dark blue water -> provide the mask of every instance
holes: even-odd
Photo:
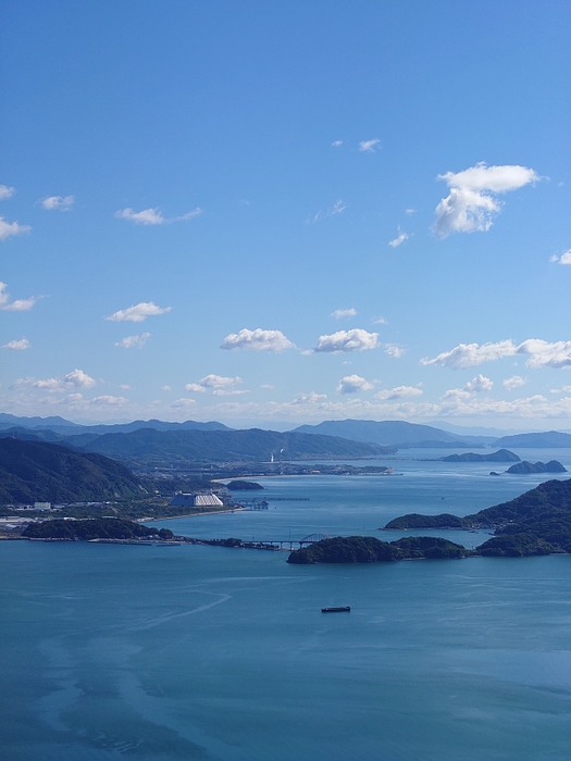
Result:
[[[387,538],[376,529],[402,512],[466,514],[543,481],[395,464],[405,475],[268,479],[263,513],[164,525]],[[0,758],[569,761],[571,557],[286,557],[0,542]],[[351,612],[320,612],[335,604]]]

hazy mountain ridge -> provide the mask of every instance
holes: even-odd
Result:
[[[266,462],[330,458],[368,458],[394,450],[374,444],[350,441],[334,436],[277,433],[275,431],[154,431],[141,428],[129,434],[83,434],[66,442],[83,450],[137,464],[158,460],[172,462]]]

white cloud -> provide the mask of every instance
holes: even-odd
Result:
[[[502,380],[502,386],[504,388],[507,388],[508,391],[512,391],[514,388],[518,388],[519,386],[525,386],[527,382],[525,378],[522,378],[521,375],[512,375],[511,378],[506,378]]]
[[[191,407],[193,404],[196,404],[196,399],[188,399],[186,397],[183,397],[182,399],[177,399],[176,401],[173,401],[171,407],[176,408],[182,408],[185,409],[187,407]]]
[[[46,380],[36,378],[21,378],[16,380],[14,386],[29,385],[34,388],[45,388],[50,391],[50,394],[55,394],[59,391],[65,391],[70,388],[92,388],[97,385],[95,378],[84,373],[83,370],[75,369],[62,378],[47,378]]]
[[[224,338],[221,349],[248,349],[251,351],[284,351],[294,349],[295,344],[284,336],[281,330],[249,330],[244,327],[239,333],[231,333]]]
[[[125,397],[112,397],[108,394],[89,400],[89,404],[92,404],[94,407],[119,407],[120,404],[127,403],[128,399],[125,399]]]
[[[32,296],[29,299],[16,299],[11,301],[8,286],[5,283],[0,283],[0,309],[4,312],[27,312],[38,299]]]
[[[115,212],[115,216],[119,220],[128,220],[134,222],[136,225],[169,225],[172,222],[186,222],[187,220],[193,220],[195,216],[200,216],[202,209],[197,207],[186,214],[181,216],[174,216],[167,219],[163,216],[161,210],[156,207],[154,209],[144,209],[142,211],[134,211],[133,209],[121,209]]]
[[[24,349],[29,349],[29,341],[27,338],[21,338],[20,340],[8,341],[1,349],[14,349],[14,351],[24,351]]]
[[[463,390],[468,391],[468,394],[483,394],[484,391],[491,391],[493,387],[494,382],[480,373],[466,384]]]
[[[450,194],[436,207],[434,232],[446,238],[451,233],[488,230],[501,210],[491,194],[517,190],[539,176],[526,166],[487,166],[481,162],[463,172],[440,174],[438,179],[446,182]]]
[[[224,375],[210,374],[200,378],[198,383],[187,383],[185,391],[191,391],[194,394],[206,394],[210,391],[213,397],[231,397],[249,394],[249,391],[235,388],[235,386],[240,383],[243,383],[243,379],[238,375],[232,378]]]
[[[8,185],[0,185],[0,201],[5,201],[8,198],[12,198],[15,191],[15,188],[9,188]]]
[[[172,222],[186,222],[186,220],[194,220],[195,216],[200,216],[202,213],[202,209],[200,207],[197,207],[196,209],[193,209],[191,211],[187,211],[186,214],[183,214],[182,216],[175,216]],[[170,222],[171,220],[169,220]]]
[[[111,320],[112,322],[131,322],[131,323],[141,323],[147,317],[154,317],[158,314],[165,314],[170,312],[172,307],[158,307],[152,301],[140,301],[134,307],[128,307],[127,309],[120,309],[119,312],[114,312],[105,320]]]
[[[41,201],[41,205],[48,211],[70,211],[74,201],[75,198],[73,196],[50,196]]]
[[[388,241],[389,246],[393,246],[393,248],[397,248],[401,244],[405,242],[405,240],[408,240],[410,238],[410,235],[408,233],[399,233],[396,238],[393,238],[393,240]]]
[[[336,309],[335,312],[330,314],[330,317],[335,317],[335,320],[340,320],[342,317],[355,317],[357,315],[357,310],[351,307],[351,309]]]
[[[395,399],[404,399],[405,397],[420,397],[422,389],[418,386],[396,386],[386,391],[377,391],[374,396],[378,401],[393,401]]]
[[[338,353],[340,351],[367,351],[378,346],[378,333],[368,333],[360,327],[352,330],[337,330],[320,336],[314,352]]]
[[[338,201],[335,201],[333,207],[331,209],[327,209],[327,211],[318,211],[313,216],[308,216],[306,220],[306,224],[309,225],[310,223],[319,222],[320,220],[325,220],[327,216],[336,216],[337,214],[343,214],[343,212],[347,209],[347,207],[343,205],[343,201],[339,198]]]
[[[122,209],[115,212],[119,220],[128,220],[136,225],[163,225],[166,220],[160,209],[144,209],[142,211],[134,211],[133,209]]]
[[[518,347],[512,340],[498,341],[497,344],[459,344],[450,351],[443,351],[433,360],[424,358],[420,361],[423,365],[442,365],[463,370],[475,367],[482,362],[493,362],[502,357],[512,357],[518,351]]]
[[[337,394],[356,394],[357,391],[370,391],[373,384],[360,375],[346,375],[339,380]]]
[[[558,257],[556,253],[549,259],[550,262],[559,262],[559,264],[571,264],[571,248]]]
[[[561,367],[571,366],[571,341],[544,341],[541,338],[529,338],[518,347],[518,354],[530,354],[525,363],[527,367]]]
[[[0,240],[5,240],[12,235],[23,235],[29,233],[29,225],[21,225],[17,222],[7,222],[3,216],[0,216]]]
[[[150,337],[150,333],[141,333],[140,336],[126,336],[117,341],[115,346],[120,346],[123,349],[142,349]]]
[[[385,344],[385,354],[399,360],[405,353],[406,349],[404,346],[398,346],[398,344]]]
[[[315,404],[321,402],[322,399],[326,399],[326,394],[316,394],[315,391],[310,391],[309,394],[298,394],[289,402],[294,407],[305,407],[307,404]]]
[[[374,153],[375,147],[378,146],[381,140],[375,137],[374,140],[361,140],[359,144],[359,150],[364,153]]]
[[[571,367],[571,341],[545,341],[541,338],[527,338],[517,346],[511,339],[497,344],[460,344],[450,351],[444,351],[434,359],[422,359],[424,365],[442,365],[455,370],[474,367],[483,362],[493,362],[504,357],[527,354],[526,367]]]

### Do this
Which lines in the items above contain the word "provide"? Collect every such line and copy it out in full.

### Result for this task
dark blue water -> provide the mask of every instance
hazy mountain ridge -> provide the mask of every instance
white cloud -> provide the mask of every instance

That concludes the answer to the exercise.